### Stated goal:
Rewrite the records below with "beard" replaced by "facial hair" and everything else unchanged, leaving the pictures out.

** START Exercise input **

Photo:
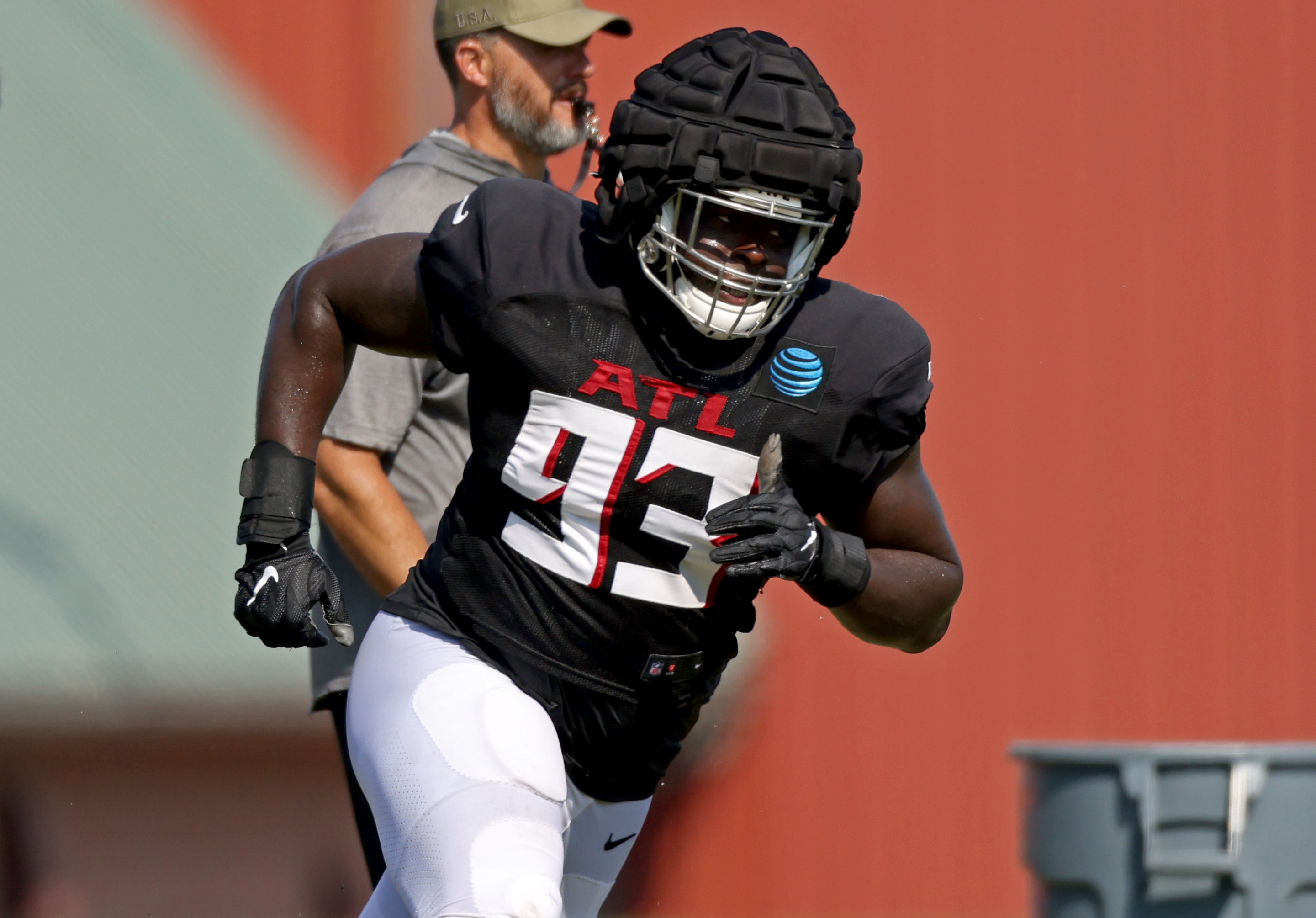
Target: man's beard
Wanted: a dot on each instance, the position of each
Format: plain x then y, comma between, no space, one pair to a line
514,111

** END Exercise input **

### Task solution:
Photo:
Target: man's facial hair
Wanted: a dot on each instance, the position of each
Format: plain x then y, comma between, no space, one pair to a line
514,111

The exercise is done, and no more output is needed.